Exercise instructions: Please output exactly the run of lines that starts at the line with "Expected: a marker on each instance of the girl's necklace, one" and ends at the last line of the records below.

Given records:
>>
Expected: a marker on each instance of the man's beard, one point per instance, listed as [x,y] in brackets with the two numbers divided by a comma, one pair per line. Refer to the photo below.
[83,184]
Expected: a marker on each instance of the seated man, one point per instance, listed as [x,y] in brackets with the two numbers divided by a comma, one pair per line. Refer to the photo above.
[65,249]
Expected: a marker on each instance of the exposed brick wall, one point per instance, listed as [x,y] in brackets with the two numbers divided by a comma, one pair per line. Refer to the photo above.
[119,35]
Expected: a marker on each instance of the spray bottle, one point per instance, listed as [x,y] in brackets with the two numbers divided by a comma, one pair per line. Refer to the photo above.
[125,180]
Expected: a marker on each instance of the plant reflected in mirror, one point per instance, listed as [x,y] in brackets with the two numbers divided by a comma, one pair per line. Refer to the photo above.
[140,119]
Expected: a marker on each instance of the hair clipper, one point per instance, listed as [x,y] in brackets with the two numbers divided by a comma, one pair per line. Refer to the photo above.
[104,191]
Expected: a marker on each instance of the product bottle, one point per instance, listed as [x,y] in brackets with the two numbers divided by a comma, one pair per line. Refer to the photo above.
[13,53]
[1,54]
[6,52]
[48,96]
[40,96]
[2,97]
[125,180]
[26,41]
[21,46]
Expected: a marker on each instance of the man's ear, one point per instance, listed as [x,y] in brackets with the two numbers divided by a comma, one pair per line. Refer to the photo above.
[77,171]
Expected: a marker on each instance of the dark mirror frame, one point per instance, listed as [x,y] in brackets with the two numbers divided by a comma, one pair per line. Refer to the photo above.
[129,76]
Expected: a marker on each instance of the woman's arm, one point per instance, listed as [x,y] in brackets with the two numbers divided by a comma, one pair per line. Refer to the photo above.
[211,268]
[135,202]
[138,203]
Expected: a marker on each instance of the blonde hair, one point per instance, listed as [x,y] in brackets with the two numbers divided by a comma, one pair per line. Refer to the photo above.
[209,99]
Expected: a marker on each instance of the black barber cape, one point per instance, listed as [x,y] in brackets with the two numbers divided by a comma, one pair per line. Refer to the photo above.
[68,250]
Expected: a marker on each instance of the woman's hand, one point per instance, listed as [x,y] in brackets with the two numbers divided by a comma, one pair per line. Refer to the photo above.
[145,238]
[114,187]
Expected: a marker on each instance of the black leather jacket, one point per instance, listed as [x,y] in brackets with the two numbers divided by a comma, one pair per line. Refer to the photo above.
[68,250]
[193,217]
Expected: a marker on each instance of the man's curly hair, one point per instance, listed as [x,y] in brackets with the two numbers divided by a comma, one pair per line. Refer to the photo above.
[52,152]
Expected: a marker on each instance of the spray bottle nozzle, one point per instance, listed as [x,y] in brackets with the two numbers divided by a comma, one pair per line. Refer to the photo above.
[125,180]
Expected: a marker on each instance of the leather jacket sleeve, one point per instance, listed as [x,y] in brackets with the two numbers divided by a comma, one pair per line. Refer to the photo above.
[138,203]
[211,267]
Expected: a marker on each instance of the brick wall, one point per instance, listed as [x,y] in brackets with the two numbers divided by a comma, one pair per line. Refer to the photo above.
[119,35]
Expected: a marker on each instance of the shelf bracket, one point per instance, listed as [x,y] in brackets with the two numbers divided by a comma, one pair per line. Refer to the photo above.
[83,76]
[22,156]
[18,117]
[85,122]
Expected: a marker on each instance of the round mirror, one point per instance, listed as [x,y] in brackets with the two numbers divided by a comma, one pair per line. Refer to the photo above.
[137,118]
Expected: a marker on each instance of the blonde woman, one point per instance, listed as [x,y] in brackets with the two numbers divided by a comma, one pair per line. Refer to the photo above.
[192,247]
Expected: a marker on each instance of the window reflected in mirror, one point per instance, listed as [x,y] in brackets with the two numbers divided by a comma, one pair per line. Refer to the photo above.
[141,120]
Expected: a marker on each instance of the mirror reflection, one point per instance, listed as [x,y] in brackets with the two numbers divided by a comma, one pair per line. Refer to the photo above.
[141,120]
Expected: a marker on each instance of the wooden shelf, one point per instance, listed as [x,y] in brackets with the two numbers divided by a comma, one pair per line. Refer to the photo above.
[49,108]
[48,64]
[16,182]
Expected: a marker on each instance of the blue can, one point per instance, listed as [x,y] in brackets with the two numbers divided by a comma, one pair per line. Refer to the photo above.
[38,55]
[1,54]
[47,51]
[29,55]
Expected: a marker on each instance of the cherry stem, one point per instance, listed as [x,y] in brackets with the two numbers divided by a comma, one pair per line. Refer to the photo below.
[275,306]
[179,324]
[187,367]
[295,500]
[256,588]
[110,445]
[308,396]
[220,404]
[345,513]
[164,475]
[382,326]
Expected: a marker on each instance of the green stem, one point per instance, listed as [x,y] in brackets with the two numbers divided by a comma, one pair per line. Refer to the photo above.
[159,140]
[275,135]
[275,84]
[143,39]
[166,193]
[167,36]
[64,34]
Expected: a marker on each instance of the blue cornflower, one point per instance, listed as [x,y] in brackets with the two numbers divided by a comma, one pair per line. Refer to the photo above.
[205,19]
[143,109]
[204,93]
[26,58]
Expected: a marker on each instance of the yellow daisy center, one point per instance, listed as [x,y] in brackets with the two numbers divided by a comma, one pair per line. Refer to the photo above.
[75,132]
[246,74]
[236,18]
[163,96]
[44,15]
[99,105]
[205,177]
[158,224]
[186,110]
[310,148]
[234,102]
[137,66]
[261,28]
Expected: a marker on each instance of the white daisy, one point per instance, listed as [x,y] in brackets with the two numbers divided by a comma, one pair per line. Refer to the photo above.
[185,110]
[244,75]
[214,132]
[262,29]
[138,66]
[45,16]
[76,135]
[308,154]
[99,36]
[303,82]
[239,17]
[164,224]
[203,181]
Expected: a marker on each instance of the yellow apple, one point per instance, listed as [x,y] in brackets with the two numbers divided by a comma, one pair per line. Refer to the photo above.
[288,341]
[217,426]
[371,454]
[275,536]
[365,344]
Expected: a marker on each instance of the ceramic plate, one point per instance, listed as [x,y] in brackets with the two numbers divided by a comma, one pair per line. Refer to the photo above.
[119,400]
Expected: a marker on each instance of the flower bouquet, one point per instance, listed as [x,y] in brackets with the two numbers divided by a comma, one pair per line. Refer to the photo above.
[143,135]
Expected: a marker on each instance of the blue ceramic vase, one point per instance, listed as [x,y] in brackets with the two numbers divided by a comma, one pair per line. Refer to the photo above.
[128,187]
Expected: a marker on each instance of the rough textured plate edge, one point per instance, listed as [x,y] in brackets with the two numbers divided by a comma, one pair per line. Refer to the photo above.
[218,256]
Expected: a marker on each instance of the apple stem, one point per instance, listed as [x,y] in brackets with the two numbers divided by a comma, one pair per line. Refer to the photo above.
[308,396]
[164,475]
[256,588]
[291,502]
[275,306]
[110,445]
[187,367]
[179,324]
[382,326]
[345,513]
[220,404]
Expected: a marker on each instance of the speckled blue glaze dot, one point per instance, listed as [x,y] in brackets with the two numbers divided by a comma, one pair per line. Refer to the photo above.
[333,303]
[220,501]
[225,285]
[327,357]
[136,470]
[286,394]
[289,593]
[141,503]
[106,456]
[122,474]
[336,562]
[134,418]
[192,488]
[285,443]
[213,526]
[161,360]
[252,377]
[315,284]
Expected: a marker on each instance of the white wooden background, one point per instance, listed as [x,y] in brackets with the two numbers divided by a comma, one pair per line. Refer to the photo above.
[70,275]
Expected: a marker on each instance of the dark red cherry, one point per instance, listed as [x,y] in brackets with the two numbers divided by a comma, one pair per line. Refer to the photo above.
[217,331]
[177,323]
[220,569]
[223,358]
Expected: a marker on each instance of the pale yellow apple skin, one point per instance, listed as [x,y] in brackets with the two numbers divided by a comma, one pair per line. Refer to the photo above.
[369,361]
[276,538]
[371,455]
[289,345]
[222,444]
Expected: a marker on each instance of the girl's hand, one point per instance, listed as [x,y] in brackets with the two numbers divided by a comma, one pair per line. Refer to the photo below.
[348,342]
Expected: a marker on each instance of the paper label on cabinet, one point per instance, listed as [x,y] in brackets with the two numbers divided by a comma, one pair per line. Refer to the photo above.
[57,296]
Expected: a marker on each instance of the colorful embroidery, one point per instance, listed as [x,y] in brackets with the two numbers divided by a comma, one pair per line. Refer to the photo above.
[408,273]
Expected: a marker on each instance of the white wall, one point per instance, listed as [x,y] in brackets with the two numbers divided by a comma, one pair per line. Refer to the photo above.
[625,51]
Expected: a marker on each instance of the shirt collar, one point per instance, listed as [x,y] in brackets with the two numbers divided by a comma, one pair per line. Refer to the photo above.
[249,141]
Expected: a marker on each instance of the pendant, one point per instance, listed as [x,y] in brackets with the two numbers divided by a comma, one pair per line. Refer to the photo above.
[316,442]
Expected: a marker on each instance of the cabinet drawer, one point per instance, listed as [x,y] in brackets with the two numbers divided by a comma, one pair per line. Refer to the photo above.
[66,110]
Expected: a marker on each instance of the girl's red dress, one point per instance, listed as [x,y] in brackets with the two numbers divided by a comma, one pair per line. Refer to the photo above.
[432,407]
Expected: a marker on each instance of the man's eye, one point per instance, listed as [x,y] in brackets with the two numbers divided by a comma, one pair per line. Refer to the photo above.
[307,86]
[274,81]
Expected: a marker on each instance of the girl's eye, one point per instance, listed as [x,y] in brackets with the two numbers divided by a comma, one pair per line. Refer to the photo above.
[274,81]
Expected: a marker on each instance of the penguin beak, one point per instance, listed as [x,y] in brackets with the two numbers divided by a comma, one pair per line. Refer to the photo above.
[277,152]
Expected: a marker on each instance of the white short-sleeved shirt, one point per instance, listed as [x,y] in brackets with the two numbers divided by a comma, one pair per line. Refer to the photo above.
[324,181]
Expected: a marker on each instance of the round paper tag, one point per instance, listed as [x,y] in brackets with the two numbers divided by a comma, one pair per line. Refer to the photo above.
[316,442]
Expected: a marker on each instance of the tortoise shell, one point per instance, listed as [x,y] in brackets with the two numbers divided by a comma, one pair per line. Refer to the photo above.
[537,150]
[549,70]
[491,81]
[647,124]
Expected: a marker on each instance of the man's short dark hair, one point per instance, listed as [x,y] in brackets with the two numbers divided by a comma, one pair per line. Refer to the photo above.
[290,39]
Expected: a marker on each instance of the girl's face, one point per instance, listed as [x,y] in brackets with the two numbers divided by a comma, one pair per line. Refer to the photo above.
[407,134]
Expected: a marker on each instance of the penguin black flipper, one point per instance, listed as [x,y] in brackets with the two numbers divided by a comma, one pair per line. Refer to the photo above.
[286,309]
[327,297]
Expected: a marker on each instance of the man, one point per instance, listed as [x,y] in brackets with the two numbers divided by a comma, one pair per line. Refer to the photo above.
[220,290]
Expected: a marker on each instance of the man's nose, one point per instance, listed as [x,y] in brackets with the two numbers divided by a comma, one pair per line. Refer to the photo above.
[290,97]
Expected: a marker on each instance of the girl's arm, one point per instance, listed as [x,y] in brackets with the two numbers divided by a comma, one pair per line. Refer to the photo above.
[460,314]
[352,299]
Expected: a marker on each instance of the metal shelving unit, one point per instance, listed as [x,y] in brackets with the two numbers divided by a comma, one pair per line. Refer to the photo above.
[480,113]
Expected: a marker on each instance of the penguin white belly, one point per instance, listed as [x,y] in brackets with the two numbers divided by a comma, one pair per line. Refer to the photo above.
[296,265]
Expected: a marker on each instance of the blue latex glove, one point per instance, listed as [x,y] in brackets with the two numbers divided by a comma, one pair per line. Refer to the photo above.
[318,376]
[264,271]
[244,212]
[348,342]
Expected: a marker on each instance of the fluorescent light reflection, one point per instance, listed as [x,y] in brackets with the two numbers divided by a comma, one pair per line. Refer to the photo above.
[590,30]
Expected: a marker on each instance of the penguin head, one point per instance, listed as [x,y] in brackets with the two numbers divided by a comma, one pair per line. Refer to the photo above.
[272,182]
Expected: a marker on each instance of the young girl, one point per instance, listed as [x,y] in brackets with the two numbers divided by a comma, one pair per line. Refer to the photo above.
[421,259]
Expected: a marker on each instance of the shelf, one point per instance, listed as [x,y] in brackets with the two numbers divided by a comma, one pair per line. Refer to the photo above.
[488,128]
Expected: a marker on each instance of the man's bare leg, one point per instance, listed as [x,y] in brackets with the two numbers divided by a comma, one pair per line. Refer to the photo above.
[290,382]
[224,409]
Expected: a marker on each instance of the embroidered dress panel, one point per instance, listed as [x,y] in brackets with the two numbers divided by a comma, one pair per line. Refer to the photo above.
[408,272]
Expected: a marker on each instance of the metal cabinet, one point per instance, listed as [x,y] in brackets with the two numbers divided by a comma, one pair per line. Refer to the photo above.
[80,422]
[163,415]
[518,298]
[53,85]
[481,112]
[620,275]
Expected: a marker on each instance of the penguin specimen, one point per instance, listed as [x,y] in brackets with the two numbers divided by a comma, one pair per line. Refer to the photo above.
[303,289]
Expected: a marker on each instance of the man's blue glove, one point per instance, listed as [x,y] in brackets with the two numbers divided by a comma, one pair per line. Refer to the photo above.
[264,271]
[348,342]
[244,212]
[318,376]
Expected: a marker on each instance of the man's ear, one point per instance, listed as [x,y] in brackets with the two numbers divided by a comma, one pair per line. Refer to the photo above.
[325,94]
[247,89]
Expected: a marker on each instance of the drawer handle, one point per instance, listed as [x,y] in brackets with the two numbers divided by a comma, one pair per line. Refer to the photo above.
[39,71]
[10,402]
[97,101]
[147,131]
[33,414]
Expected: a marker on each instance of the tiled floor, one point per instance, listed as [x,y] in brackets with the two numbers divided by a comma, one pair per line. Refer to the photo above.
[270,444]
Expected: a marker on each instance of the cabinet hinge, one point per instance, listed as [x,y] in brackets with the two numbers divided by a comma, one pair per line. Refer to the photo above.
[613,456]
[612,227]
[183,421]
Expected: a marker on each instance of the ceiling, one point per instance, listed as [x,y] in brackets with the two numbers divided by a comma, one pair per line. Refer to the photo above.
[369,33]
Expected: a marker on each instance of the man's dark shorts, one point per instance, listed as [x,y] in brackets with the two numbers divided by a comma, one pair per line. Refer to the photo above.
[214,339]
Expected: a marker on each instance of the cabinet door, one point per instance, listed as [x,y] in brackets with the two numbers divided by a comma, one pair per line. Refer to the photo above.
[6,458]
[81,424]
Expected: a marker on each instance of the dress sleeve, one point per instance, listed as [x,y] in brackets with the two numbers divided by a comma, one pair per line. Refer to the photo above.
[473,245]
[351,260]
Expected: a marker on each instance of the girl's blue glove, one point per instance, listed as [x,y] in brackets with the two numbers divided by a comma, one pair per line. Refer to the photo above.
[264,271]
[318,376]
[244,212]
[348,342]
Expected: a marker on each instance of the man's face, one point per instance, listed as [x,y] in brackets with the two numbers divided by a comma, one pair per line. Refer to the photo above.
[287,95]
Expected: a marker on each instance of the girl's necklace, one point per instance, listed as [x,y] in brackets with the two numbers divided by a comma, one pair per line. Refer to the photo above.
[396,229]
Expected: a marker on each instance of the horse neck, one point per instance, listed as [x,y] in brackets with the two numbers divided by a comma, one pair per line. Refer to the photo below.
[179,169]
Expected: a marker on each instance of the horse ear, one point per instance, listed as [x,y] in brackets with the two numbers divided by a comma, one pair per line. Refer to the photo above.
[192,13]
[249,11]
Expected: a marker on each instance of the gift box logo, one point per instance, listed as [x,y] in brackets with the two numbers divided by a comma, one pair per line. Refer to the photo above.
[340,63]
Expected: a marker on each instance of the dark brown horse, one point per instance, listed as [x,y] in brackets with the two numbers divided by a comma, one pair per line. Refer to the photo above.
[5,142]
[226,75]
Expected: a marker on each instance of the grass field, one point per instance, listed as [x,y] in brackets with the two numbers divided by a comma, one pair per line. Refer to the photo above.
<<
Result for this exercise:
Expected: a marker on each instance of the girl's necklace, one point per instance, listed as [x,y] in brackets with the two numbers divided by a comma, one pair per line. Refer to the photo above.
[396,229]
Expected: a marker on each instance of the horse neck, one point per instance, listed as [x,y] in brackets with the two numbers divided by a comma, one pair per line. Refer to the photo below.
[179,169]
Expected: a marker on each instance of the horse ear, one point per instance, listed as [x,y] in brackets with the two numbers divided by a comma, one pair per line. Refer to the photo above.
[192,13]
[249,11]
Expected: a marker on each instance of the gift box logo, one point per instance, listed as [x,y] in brackets with the two numbers divided by a comma, one pair per line. Refer to the photo above.
[340,63]
Expected: a marker on each instance of the dark brown horse, one point per instance, listed as [x,y] in brackets with the two numbers divided by a comma, one pair per line. Refer to the photo above.
[5,142]
[226,75]
Expected: a marker on each instance of the grass field, one point per instance, listed as [x,y] in brackets with the two numbers divided by a comma, one pair per line. Refer to the photo above.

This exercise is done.